提示文:
■ ■ ■ ■ ■ ■ ■

エックハルト・トール著『ニュー・アース』。
今回は3章の後半部分を要約しました。
前回の記事はこちらです。
「エゴ」とはどんなものかをしっかりと理解することで、気づきにつながるのだと思います。
エゴは個人的なものではない
「われわれ」対「彼ら」といった集団的なエゴは、個々のエゴと仕組みは同じでも、さらに狂気じみています。
「敵」とみなした相手集団について観念的なアイデンティティを作り上げ、「彼らはこういう人間だ」と言い出します。
もう相手が自分と同じ人間だと思えなくなり、人間として根源的な一つの生命を共有していることも感じられなくなるのです。
特定のエゴのパターンを誰かに発見して強く反応してしまう場合、たいてい自分自身にも同じパターンが存在します。
しかしながら自分では見分けられないし、その気もない場合がほとんどです。
相手に対して腹が立ったら、その資質はあなた自身のなかにもあるのです。
闘いは心の癖
「悪を退治する」のが自分の使命であるとは考えないようにしましょう。
何を相手に戦っても、相手はますます強くなるだけです。
また、あなたが抵抗するものはしつこく存在し続けます。
犯罪との闘い、ガンとの闘い、貧困との闘いなどの、「○○との闘い」という表現はやめたほうがいいです。
西洋医学に代わるホメオパシーや漢方医学は、どちらも病気を「敵」として扱わないので、新しい病気を引き起こすこともないといいます。
闘いは心の癖です。「悪」と闘って打ち負かしても、新しい悪が生み出されるだけです。
あなたの意識の状態と外部的現実のあいだには深い相関関係があるのです。
エゴをありのままに、人間の心の集団的な機能不全として認識してください。
そうすれば波乱の火に油を注ぐことはありません。ここでいう「油」とは「反応」のことです。
平和と波乱、どちらを望むか?
あなたのなかには波乱を望む何者かが存在します。
なんらかの状況または思考が引き金となり、波乱を望む存在を目覚めさせることがあります。
「平和よりも自分が正しいほうがいい」という何者かが、あなたのなかにいることを感じられるでしょうか?
その存在に気づけるかどうかが大切です。
エゴを超えて:真のアイデンティティ
エゴは生き延びるために闘っていますが、そのエゴとはただの妄想にすぎないことを知りましょう。
エゴから解放されるために必要なのは、エゴに気づくことだけです。

■ ■ ■ ■ ■ ■ ■

データ抜粋:
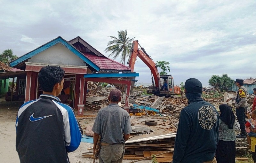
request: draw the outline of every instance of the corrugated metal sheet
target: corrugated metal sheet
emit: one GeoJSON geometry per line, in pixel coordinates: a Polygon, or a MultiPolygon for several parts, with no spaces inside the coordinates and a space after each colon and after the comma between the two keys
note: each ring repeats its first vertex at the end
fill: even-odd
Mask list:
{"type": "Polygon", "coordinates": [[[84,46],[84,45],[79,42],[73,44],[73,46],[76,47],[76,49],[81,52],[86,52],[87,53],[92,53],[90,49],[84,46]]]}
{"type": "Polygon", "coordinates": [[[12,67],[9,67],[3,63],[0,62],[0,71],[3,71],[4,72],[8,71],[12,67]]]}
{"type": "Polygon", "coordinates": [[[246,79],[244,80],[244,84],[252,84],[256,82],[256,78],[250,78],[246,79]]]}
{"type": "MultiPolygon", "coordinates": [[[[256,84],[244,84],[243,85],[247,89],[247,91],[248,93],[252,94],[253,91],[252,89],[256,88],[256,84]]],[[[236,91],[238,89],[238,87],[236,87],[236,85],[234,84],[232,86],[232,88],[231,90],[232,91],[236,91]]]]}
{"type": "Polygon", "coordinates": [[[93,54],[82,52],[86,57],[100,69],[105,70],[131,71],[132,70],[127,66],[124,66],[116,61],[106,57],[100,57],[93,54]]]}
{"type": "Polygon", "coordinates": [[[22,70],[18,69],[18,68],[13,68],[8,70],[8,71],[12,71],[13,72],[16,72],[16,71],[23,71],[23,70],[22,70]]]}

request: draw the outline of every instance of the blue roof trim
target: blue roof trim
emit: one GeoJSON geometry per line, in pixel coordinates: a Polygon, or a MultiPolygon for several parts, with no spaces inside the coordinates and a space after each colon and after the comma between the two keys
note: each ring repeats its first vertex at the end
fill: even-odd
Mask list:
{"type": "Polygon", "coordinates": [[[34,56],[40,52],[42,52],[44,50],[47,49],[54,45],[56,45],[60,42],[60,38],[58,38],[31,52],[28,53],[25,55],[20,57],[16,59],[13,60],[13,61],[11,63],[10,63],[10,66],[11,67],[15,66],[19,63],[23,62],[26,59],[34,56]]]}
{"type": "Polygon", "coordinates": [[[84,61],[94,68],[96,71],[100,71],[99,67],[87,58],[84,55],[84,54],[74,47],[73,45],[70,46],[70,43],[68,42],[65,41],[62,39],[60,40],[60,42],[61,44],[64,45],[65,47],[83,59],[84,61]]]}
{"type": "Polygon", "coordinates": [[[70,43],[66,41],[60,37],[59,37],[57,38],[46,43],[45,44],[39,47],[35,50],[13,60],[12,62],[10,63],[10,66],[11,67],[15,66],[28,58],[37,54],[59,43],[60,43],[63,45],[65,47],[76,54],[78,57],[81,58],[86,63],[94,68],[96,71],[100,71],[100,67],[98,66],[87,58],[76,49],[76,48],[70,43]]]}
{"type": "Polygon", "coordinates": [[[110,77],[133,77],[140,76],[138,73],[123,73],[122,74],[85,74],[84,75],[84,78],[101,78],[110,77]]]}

■ ■ ■ ■ ■ ■ ■

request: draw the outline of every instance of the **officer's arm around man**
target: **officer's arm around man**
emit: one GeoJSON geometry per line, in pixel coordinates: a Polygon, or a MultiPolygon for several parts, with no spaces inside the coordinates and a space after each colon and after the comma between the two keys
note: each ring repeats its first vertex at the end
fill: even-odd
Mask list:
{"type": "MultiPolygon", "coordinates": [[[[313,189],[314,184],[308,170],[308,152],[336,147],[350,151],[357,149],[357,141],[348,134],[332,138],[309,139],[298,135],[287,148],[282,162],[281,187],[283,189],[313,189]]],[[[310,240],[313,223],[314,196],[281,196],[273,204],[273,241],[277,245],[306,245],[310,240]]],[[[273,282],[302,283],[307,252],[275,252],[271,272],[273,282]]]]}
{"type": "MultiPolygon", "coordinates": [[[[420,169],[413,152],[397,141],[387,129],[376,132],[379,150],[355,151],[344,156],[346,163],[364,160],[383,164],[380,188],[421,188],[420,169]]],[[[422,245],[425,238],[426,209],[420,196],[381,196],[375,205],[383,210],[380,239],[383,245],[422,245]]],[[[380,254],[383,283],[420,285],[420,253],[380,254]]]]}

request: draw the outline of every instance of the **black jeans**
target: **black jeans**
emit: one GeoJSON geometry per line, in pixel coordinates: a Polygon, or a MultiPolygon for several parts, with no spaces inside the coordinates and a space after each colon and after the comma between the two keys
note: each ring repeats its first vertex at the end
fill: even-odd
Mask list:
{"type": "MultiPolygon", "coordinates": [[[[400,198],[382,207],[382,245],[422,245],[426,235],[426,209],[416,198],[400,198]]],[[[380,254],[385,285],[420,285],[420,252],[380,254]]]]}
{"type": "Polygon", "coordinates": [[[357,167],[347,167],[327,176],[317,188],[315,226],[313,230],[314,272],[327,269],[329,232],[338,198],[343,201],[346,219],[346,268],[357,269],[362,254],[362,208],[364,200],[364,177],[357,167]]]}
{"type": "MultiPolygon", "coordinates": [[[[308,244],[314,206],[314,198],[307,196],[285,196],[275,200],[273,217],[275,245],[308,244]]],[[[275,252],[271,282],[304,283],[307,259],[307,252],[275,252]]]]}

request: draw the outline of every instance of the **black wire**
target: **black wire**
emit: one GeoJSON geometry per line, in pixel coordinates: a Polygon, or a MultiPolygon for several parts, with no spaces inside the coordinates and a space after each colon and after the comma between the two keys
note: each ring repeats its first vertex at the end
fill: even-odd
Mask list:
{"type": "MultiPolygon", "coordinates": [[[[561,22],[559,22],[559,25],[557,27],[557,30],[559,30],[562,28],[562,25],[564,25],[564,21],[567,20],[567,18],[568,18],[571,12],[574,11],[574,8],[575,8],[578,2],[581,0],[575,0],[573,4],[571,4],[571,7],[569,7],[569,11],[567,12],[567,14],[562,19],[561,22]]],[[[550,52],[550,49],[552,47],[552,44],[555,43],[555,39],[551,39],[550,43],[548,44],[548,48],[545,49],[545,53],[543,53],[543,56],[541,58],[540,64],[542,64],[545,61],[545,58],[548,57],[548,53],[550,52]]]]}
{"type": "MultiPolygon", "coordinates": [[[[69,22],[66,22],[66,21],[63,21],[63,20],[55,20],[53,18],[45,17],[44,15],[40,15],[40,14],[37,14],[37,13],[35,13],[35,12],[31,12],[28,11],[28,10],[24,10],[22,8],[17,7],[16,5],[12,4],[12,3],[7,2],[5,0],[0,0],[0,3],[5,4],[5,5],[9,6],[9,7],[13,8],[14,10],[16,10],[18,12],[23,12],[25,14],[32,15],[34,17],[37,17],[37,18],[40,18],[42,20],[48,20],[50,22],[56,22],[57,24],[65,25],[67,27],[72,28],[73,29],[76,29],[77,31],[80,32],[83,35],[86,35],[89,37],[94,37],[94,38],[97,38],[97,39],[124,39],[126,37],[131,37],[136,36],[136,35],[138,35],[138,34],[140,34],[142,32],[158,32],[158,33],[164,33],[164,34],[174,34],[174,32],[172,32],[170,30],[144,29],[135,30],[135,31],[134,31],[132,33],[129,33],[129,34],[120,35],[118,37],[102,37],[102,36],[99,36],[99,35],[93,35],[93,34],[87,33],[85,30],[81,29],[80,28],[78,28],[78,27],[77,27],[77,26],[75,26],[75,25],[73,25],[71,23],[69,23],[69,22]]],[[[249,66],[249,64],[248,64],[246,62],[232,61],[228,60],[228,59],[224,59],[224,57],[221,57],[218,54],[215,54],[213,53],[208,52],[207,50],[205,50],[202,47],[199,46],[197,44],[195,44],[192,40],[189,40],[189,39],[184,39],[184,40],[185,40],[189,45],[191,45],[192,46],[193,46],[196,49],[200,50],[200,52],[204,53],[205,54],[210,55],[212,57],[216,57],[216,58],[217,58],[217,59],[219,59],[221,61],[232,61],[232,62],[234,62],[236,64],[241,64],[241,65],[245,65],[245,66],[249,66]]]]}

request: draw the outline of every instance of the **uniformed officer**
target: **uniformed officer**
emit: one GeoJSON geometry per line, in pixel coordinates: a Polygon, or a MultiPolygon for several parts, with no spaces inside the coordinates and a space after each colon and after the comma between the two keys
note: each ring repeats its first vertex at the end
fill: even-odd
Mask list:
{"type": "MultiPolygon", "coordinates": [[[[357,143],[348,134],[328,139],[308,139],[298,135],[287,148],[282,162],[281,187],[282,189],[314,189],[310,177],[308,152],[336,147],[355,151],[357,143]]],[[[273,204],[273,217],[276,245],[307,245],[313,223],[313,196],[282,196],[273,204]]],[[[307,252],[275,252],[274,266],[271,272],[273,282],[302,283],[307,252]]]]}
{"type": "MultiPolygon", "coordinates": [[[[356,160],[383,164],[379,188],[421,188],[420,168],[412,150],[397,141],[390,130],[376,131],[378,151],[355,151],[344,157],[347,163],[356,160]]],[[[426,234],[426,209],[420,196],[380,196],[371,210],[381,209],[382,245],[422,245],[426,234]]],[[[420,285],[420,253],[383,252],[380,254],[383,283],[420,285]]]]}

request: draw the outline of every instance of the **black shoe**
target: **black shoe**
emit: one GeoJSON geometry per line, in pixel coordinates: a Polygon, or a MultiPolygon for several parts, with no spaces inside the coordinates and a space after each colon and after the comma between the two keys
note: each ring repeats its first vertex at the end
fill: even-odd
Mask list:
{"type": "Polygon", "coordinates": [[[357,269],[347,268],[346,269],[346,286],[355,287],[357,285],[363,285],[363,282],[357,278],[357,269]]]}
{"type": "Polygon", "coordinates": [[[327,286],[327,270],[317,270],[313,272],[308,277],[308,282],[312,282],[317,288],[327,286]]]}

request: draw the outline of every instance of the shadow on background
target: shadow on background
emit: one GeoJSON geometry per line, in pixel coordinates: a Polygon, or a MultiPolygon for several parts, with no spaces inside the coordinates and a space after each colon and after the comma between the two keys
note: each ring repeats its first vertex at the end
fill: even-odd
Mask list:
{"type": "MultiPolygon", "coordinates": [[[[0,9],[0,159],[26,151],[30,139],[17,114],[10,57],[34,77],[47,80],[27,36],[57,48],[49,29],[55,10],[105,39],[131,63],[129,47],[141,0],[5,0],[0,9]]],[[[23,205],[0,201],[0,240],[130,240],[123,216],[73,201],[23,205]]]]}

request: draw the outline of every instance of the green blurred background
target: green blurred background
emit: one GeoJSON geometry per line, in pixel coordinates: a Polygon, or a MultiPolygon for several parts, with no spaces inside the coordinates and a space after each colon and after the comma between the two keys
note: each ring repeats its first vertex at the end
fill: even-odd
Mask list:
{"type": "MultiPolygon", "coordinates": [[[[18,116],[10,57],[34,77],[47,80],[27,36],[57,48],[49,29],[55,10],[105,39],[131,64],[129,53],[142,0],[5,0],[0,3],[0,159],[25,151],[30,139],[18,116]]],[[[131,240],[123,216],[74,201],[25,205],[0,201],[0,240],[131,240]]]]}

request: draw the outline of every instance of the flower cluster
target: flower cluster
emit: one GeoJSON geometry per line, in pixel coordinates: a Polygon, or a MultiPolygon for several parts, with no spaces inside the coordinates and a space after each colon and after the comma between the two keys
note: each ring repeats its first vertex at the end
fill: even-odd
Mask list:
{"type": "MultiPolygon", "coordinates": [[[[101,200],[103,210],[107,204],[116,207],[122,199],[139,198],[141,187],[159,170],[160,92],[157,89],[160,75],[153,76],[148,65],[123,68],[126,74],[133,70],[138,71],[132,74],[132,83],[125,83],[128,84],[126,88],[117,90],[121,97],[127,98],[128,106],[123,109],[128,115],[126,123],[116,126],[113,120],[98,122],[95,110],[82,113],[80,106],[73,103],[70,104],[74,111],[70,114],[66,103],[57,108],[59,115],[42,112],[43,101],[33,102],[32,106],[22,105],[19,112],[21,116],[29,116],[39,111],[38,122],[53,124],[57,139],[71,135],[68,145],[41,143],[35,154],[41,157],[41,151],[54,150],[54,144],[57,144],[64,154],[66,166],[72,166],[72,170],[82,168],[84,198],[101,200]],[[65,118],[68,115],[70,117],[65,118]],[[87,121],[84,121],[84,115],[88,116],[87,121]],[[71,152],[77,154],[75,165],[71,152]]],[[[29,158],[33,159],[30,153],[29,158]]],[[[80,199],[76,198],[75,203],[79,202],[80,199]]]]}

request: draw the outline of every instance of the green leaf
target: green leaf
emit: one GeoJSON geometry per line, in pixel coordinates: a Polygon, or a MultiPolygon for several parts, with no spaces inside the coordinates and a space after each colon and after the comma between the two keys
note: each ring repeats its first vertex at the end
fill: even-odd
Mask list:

■ ■ ■ ■ ■ ■ ■

作業指示: 提示文にある「何を相手に戦っても、相手はますます強くなるだけです。」を英語に訳してください。 この資料は別の出典から取ったものです。

解答: Whatever you fight against, your opponent will only grow stronger and stronger.